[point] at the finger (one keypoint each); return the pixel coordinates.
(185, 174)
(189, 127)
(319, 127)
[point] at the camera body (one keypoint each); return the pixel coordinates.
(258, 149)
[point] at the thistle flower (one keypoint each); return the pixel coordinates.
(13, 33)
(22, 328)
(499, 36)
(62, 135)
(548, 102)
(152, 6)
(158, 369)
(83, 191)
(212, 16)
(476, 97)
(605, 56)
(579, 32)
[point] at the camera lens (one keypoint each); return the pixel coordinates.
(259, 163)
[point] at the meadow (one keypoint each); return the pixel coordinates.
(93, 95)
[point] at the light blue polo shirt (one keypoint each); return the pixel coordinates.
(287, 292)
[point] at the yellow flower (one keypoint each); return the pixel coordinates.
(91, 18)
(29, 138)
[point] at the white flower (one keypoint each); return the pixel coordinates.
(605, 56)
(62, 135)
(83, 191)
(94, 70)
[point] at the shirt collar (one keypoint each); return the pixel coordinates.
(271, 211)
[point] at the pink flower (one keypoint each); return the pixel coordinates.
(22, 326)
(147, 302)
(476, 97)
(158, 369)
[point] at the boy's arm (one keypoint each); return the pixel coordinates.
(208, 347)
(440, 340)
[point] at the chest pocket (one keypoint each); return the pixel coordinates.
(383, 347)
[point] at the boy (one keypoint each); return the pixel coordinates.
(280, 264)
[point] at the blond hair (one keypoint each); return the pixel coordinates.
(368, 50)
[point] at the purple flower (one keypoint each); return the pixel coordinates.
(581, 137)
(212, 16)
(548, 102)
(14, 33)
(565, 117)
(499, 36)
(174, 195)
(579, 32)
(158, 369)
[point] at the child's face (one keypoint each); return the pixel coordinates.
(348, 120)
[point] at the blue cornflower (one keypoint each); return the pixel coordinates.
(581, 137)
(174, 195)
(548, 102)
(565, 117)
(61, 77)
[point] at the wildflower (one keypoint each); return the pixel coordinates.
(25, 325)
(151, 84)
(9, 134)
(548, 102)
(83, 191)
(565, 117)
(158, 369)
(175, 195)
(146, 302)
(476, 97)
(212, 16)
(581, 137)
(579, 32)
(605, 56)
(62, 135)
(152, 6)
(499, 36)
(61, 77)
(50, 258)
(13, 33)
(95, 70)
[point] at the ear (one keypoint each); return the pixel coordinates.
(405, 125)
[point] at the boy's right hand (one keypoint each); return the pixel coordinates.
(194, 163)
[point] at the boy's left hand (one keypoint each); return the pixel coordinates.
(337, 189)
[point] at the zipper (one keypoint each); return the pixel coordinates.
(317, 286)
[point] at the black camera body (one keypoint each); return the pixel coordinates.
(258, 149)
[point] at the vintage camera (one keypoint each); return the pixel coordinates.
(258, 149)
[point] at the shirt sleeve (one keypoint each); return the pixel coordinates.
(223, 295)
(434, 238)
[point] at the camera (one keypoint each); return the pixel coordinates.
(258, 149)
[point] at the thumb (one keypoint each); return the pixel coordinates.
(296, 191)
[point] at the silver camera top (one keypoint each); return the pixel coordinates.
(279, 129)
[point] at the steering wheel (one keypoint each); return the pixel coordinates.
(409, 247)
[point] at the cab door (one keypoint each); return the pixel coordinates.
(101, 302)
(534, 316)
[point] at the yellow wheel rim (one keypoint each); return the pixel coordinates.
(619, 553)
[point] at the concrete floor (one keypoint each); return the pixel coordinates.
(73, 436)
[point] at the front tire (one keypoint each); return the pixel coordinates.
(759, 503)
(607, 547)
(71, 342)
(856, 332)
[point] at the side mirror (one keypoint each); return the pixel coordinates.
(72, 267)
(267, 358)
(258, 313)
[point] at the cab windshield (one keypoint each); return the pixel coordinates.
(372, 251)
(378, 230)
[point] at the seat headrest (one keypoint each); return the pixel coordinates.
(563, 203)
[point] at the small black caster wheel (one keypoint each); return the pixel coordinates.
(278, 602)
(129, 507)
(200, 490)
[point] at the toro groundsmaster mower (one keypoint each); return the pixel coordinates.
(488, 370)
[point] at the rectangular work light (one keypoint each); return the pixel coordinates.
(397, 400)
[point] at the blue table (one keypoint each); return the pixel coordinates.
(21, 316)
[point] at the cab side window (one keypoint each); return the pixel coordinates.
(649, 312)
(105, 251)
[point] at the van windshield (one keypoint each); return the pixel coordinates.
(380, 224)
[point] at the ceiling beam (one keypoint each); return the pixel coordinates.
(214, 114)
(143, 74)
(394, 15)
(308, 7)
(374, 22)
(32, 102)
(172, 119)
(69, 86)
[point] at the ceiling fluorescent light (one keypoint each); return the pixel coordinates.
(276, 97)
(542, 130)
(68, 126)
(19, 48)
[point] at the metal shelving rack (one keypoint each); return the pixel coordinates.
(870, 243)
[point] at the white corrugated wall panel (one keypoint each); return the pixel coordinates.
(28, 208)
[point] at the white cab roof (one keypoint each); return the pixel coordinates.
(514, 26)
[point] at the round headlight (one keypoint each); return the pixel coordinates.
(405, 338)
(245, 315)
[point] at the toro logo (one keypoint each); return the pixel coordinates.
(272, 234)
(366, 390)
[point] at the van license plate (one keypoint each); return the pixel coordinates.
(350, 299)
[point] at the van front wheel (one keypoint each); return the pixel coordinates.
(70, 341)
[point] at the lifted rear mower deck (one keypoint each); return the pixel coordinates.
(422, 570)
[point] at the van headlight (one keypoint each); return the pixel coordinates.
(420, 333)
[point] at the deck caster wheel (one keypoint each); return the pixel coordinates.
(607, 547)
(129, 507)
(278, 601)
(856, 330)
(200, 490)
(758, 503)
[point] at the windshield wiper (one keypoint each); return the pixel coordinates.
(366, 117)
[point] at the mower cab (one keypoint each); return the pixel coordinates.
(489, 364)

_____

◆ TO BE DONE
From the "[point] at the white corrugated" line to the close of the listing, restate each line word for word.

◆ ANSWER FOR THE TASK
[point] at the white corrugated wall panel (one keypoint each); return the pixel coordinates.
(28, 208)
[point] at the white cab roof (one keypoint each); return the pixel coordinates.
(514, 26)
[point] at the round headlight (one keypoint each); return the pixel coordinates.
(405, 338)
(245, 315)
[point] at the toro logo (one keypoint each); return the pixel coordinates.
(272, 234)
(366, 390)
[point] at the van license plate (one keypoint each); return the pixel coordinates.
(350, 299)
[point] at the van front wheel (one keypoint each); return the pixel coordinates.
(70, 341)
[point] at the lifted rear mower deck (one keypoint each); return the pixel coordinates.
(422, 570)
[point] at the van headlight (one keypoint each); return the pixel coordinates.
(420, 333)
[point] at the deck caster wheel (one keypoint each); return the pixel coordinates.
(607, 547)
(129, 507)
(278, 601)
(856, 330)
(200, 490)
(758, 503)
[point] at the windshield wiper (one keypoint each); return the pixel coordinates.
(366, 117)
[point] at the mower cab (one keypoint each); return the pixel coordinates.
(489, 364)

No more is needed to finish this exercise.